═══ DATASET RECORDS ═══

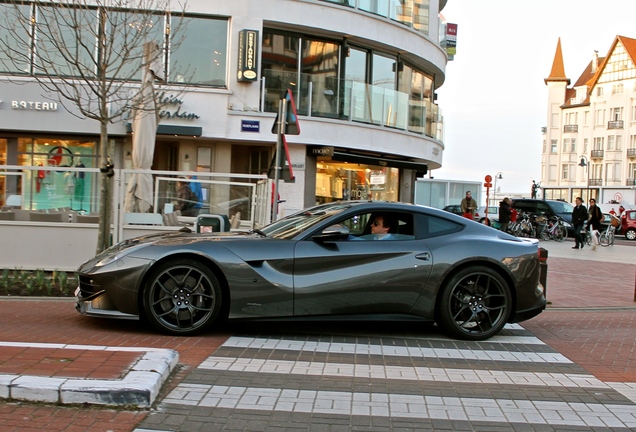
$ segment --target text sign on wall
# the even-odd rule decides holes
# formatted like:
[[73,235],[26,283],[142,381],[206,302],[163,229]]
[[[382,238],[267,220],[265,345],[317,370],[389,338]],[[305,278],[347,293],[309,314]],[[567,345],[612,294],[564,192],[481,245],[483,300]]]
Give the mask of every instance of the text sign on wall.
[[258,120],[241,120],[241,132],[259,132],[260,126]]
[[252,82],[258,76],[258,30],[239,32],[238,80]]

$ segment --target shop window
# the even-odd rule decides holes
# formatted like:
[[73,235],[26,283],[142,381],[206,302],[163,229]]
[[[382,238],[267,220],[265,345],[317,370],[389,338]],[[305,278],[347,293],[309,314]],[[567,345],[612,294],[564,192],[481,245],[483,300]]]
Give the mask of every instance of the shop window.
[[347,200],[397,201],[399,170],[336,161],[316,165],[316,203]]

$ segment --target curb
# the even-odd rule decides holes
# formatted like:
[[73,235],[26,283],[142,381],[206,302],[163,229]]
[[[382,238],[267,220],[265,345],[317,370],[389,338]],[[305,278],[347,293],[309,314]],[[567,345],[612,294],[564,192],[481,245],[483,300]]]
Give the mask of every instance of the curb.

═══

▸ **EXERCISE**
Shift every answer polygon in all the records by adding 18 to each of its coordinates, and write out all the lines again, requests included, with the requests and their format samples unchanged. Leave the pictures out.

▸ **TASK SOLUTION**
$ segment --target text sign on wall
# the even-odd rule decides holes
# formatted like:
[[73,235],[26,283],[142,381],[206,302],[163,229]]
[[[382,238],[267,220],[265,345],[317,370],[389,338]],[[305,278],[347,293],[309,314]],[[567,345],[612,294],[564,192],[481,245],[483,300]]]
Give the mask of every instance of the text sign on wall.
[[276,138],[259,138],[259,150],[277,150],[278,144]]
[[270,100],[276,94],[276,48],[257,50],[256,98]]

$ segment --target shop window
# the even-odd rule decides holes
# formatted like:
[[73,235],[26,283],[142,381],[206,302],[163,229]]
[[[382,238],[267,220],[265,345],[317,370],[389,338]],[[305,278],[347,293],[309,314]],[[567,345],[612,294],[564,192],[481,245],[483,300]]]
Give the mask of every instance of the shop window.
[[365,218],[415,219],[417,188],[354,179],[334,183],[334,221]]

$ segment --target curb
# the even-odd rule decides holes
# formatted like:
[[73,235],[26,283],[142,381],[206,302],[163,229]]
[[[382,238],[267,220],[265,345],[317,370],[389,338]],[[305,278],[347,293],[309,314]],[[567,345],[612,294],[564,192],[481,245],[483,300]]]
Give the mask of every instance of the curb.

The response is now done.